• [Given instruction a]
Answer these questions using the court opinion:
(i) On what date did Sara DeVincenzi file the complaint?
(ii) What charge was DeVincenzi arraigned on?
(iii) On what date did DeVincenzi pass away?

• [Page text]

★ ★ ★ ★

UNITED STATES DISTRICT COURT SOUTHERN DISTRICT OF NEW YORK ----------------------------------------------------------X : SARA DEVINCENZI, as Administrator for the : Estate of BENJAMIN DEVINCENZI, : : Plaintiff, : 19-CV-6012 (VSB) : -v- : OPINION & ORDER : : THE CITY OF NEW YORK, et al., : : Defendants. : : --------------------------------------------------------- X
Appearances:
Arthur Z. Schwartz Richard Soto Advocates for Justice, Chartered Attorneys New York, NY Counsel for Plaintiff
Amatullah Khaliha Booth Jeffrey Frederick Frank NYC Law Department New York, NY Counsel for Defendants
VERNON S. BRODERICK, United States District Judge: Before me is Plaintiff’s counsel’s motion to compel settlement payment. Because I lack jurisdiction under New York law to approve this settlement, and because it is unclear whether I have jurisdiction to enforce the settlement, Plaintiff’s request is DENIED. Background and Procedural History On June 27, 2019, Sara DeVincenzi (“Plaintiff”), as administrator for the Estate of Benjamin DeVincenzi (“DeVincenzi”), filed a complaint pro se against police officer Paule Rivera and the City of New York (collectively, “Defendants’) alleging violations of 42 U.S.C. §§ 1983 and 1988. (“Complaint,” Doc. 1.) The Complaint alleges that Benjamin DeVincenzi was arrested for allegedly “physically interfer[ing] with police pursuit of [DeVincenzi’s] acquaintance” on July 8, 2016. (Id. ¶ 6.) DeVincenzi was in police custody overnight. (Id. ¶ 52.) On July 9, 2016, DeVincenzi was arraigned on the charge of obstruction of governmental
administration. (Doc. 80 ¶ 42.) DeVincenzi was then “released on his own recognizance.” (Id. ¶ 43.) According to the Complaint, DeVincenzi “sustained, inter alia, physical injuries, mental injuries, emotional distress, embarrassment, humiliation and deprivation of his constitutional rights.” (Doc. 1 ¶ 75.) The charges against DeVincenzi were adjourned in contemplation of dismissal. (Id. ¶ 8.) Plaintiff brought this case “in a quest for answers as to why he was falsely arrested and brutalized without cause by Defendants.” (Id. ¶ 9.) On January 10, 2018, about 18 months after his arrest, DeVincenzi passed away “due to a severe asthma attack.” (Doc. 80 ¶ 45.) The Complaint does not assert a wrongful death claim or even contain allegations concerning DeVincenzi’s death. (See generally Doc. 1.)

★ ★ ★ ★

• [Provided records]
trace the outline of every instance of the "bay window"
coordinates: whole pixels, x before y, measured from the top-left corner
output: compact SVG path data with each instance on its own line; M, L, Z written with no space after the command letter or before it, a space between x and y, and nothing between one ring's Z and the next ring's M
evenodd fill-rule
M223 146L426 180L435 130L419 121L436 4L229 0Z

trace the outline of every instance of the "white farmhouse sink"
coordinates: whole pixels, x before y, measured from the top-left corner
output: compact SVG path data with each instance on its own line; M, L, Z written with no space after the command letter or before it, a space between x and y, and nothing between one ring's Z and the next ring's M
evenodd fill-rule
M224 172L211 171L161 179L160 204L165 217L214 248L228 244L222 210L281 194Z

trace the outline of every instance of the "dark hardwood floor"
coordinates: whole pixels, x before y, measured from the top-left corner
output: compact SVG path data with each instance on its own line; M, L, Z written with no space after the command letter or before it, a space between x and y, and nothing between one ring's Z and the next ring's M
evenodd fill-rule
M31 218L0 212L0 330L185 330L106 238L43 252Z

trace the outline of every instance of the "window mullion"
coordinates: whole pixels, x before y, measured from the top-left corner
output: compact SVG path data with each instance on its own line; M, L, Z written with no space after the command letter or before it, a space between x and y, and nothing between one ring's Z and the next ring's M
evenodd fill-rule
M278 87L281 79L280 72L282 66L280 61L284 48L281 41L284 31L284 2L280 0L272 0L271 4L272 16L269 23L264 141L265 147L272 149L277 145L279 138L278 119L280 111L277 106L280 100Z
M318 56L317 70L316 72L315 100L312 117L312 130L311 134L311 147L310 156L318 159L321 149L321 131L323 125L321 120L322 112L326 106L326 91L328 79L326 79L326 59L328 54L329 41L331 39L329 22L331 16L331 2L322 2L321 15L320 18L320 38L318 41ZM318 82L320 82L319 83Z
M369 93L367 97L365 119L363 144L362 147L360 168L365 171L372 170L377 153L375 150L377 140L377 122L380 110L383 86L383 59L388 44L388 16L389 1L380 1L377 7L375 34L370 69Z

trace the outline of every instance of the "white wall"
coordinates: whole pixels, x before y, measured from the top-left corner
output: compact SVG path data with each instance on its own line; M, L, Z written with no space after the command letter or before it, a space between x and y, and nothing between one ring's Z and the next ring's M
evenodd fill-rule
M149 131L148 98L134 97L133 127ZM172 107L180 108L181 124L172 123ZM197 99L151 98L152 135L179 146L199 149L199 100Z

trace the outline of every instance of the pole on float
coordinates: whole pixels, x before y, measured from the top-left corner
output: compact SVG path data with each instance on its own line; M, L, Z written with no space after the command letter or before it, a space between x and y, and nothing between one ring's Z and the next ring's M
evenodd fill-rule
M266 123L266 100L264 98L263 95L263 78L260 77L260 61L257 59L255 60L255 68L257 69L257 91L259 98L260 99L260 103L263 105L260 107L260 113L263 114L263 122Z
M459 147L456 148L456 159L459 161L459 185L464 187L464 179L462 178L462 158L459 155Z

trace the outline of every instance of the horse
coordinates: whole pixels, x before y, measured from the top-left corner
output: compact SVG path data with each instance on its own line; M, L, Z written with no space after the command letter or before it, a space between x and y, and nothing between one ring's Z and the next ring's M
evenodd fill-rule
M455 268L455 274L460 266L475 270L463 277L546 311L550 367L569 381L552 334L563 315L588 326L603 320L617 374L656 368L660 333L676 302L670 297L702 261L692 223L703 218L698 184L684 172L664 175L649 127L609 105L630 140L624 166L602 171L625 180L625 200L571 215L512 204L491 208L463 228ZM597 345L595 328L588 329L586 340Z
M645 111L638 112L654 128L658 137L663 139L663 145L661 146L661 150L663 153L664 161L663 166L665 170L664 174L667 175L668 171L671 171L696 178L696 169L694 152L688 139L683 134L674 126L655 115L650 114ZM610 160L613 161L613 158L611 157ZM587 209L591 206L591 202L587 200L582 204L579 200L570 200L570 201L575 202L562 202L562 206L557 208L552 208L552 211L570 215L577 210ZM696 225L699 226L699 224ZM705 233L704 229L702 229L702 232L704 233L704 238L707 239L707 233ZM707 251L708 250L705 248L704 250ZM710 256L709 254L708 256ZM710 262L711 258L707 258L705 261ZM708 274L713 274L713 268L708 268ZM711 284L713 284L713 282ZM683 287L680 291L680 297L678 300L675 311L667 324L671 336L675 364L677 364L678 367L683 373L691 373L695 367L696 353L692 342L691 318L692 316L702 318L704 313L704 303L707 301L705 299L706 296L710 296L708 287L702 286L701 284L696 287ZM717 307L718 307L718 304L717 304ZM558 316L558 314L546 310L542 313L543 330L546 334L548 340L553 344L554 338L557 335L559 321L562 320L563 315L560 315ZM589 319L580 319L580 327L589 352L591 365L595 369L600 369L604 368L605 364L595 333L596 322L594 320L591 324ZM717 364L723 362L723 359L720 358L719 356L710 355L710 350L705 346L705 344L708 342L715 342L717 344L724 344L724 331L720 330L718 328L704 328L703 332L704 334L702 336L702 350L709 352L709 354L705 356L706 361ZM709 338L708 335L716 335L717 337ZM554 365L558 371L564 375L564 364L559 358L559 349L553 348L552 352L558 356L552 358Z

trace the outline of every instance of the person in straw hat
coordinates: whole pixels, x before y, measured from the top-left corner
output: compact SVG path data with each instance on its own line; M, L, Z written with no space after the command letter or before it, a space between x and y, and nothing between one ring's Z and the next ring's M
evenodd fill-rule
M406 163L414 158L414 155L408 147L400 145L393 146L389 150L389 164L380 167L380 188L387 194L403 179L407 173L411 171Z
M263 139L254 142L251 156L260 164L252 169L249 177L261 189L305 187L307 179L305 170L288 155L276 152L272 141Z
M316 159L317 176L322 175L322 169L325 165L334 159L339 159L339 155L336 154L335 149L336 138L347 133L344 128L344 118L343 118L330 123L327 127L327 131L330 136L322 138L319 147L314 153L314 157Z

★ ★ ★ ★

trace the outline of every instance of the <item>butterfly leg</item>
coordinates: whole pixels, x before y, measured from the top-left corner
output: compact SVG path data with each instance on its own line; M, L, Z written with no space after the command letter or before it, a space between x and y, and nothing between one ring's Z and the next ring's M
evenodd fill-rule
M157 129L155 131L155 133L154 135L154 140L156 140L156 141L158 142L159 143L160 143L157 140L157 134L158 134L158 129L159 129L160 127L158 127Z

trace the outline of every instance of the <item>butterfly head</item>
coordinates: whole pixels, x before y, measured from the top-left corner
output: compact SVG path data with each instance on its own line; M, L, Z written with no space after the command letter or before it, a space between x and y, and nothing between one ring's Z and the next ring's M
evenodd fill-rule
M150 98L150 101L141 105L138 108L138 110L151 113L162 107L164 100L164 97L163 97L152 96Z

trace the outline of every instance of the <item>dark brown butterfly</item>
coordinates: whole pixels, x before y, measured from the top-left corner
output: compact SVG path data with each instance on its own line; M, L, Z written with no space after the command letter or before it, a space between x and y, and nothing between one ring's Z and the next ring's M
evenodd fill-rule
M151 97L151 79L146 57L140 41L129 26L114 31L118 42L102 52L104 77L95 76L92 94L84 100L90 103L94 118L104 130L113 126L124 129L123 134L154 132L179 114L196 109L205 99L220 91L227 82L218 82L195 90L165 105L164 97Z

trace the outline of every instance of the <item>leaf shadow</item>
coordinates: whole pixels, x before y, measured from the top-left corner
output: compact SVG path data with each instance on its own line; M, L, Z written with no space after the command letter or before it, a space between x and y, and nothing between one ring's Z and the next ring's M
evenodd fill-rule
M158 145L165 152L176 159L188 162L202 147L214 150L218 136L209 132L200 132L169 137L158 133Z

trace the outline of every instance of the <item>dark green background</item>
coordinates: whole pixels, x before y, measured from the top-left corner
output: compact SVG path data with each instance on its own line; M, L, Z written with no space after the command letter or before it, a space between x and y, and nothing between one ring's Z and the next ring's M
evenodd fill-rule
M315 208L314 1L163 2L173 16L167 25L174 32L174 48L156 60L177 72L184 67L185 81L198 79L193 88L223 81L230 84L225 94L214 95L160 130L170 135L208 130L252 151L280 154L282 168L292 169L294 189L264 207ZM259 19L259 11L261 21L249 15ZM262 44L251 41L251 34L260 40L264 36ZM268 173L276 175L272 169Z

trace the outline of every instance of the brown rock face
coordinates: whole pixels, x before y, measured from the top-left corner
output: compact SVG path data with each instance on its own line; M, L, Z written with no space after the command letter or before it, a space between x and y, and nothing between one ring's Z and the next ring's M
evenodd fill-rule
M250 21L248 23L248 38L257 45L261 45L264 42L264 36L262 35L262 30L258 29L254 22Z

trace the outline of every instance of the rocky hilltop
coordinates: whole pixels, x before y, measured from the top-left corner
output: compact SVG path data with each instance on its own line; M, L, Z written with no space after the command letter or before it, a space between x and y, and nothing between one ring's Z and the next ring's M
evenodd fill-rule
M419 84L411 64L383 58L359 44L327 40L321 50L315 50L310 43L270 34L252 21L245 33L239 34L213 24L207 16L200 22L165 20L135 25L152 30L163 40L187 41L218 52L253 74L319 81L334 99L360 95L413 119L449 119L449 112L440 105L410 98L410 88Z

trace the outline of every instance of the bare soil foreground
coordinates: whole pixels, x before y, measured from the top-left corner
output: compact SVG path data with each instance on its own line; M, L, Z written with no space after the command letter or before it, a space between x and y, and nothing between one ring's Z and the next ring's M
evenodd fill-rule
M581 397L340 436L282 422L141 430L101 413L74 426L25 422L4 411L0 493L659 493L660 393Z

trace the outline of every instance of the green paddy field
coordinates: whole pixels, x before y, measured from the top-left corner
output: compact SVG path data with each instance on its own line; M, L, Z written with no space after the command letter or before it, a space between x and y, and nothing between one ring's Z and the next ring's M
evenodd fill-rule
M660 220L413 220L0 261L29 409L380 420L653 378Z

★ ★ ★ ★

• [Given instruction b] Reproduce, character for character, the part of the records that opens with the line containing "trace the outline of every instance of the horse" and closes with the line containing "M455 268L455 274L460".

• [Correct response a]
(i) June 27, 2019
(ii) Obstruction of governmental administration
(iii) January 10, 2018

• [Correct response b]
trace the outline of every instance of the horse
coordinates: whole pixels, x before y, measured from the top-left corner
output: compact SVG path data with each instance on its own line; M, L, Z written with no space after the command letter or before it, a space between x and y, and nothing between one ring's Z and the next ring's M
evenodd fill-rule
M455 268L455 274L460 266L475 270L463 277L546 311L550 367L569 381L552 334L563 315L588 326L603 320L617 374L656 368L660 333L676 302L670 297L702 261L692 223L703 218L698 184L684 172L664 175L649 127L609 105L630 140L624 166L602 171L625 180L625 200L571 215L512 204L491 208L463 228ZM597 345L595 328L588 329L586 340Z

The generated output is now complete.